## Exercise brief
Nothing in the records should be altered; retype them all exactly.

(Data shown Opens)

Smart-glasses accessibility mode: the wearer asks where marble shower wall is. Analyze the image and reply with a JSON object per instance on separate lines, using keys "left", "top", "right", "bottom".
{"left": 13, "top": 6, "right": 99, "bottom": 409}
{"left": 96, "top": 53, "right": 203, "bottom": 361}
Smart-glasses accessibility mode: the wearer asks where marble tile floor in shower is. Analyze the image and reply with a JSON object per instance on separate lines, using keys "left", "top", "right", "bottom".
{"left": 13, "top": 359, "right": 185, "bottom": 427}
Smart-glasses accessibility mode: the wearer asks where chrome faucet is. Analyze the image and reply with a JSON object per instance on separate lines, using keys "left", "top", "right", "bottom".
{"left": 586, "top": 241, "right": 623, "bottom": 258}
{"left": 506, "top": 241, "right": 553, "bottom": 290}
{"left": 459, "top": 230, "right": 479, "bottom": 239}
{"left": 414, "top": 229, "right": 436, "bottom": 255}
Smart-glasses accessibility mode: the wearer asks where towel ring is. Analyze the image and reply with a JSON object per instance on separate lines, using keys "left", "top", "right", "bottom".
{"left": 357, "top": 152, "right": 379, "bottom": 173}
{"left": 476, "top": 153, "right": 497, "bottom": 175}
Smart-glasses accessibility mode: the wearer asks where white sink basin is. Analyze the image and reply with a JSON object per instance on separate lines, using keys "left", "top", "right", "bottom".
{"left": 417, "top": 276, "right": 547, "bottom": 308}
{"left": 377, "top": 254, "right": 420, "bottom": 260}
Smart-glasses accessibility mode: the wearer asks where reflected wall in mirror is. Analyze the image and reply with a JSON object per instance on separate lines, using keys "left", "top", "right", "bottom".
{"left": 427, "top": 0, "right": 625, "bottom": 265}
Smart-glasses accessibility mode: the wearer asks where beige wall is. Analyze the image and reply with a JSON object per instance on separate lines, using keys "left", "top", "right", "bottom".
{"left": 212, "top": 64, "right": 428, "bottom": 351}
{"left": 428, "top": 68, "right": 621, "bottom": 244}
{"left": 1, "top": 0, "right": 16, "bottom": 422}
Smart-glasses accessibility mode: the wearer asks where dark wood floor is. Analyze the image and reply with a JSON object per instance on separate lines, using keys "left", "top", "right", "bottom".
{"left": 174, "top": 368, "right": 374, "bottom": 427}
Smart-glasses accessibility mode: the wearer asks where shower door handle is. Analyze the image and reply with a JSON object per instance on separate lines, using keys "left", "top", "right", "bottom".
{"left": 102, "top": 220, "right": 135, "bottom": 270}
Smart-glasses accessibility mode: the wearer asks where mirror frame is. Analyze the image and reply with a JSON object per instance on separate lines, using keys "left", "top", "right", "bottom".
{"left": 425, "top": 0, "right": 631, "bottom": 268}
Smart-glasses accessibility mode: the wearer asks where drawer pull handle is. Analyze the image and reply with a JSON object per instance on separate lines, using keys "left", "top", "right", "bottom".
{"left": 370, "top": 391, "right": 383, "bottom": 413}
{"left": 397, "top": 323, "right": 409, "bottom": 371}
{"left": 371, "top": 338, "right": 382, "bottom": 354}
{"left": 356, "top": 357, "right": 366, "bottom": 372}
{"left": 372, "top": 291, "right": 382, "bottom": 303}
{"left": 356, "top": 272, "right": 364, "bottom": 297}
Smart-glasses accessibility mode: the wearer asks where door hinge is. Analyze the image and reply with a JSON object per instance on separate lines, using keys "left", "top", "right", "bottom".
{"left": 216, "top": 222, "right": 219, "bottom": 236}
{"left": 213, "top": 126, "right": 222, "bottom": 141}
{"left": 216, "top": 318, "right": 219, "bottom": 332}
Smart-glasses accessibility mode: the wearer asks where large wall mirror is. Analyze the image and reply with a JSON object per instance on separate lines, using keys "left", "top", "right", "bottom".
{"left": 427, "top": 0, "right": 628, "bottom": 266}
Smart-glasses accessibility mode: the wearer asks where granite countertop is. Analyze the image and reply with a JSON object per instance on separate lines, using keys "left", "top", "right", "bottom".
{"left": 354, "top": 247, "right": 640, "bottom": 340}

(Data shown Closes)

## Solved exercise
Smart-glasses accessibility mode: the wearer asks where marble shower wall is. Analyze the image and reply with a JSON object per instance on separate lines, using keys "left", "top", "right", "bottom".
{"left": 13, "top": 6, "right": 99, "bottom": 409}
{"left": 96, "top": 53, "right": 203, "bottom": 361}
Smart-glasses accessibility mode: the wearer asks where marble tile floor in shower is. Analyze the image and reply with a JSON object per instance on separate lines, using keys "left", "top", "right", "bottom".
{"left": 13, "top": 359, "right": 185, "bottom": 427}
Smart-glasses accessibility mode: the wearer asks where chrome faucet is. Analyze the image and reply with a JSON object per instance on separate lines, using keys "left", "top", "right", "bottom".
{"left": 586, "top": 241, "right": 623, "bottom": 258}
{"left": 506, "top": 241, "right": 553, "bottom": 290}
{"left": 459, "top": 230, "right": 479, "bottom": 239}
{"left": 414, "top": 229, "right": 436, "bottom": 255}
Smart-glasses accessibility mode: the wearer asks where towel ring is. Analyze the image and reply with a JSON object per instance on separate lines, using keys "left", "top", "right", "bottom".
{"left": 357, "top": 152, "right": 379, "bottom": 173}
{"left": 476, "top": 153, "right": 497, "bottom": 175}
Smart-glasses accessibility mode: the wearer asks where white sink basin is. Analyze the image and reply with a JSON object per instance on separate lines, using keys "left", "top", "right", "bottom".
{"left": 417, "top": 276, "right": 547, "bottom": 308}
{"left": 377, "top": 254, "right": 420, "bottom": 260}
Smart-glasses accessibility mode: the wearer asks where reflected wall in mirror is. Analyze the image and reply with a JSON object per instance on separate lines, using keys "left", "top", "right", "bottom".
{"left": 427, "top": 0, "right": 625, "bottom": 265}
Smart-glasses accessibility mode: the wearer asks where beige wall is. Analyze the image and reply with a JSON object per instance on separate lines, using keys "left", "top", "right", "bottom".
{"left": 212, "top": 64, "right": 428, "bottom": 351}
{"left": 428, "top": 68, "right": 621, "bottom": 244}
{"left": 1, "top": 0, "right": 16, "bottom": 422}
Smart-glasses accessibility mode: the wearer asks where dark wood floor is. Analyze the image and reply with a JSON object per instance on separate lines, using keys "left", "top", "right", "bottom".
{"left": 174, "top": 368, "right": 374, "bottom": 427}
Smart-glasses accessibility mode: the wearer asks where shower door handle is. Analyze the image and reply with a JSON object per instance on separate lines, using keys "left", "top", "right", "bottom".
{"left": 102, "top": 220, "right": 135, "bottom": 270}
Smart-glasses accessibility mode: the wearer asks where mirror frame is. Analyze the image and reply with a JSON object per instance on separate lines, using keys "left", "top", "right", "bottom".
{"left": 425, "top": 0, "right": 631, "bottom": 268}
Smart-glasses accessibility mode: the wearer asks where drawer pull handle is. Analyze the image and reply with a JSON object per instance on separate lines, using keys "left", "top", "right", "bottom".
{"left": 370, "top": 391, "right": 383, "bottom": 413}
{"left": 397, "top": 323, "right": 409, "bottom": 371}
{"left": 371, "top": 338, "right": 382, "bottom": 354}
{"left": 356, "top": 357, "right": 366, "bottom": 372}
{"left": 372, "top": 291, "right": 382, "bottom": 303}
{"left": 356, "top": 272, "right": 364, "bottom": 297}
Smart-glasses accessibility mode: the wearer asks where door hinge is. Analyze the image and reply with a JSON object per instance on separate lines, using keys "left", "top", "right", "bottom".
{"left": 216, "top": 222, "right": 219, "bottom": 236}
{"left": 213, "top": 126, "right": 222, "bottom": 141}
{"left": 216, "top": 318, "right": 219, "bottom": 332}
Smart-glasses accessibility mode: the wearer asks where large wall mirror is. Analyze the image and reply with a JSON object per instance on separate lines, using keys "left", "top", "right", "bottom".
{"left": 427, "top": 0, "right": 628, "bottom": 266}
Smart-glasses accessibility mode: the wearer asks where granite countertop is. Analyze the image and reply with a JSON object per instance on separate lines, using keys "left", "top", "right", "bottom".
{"left": 354, "top": 247, "right": 640, "bottom": 340}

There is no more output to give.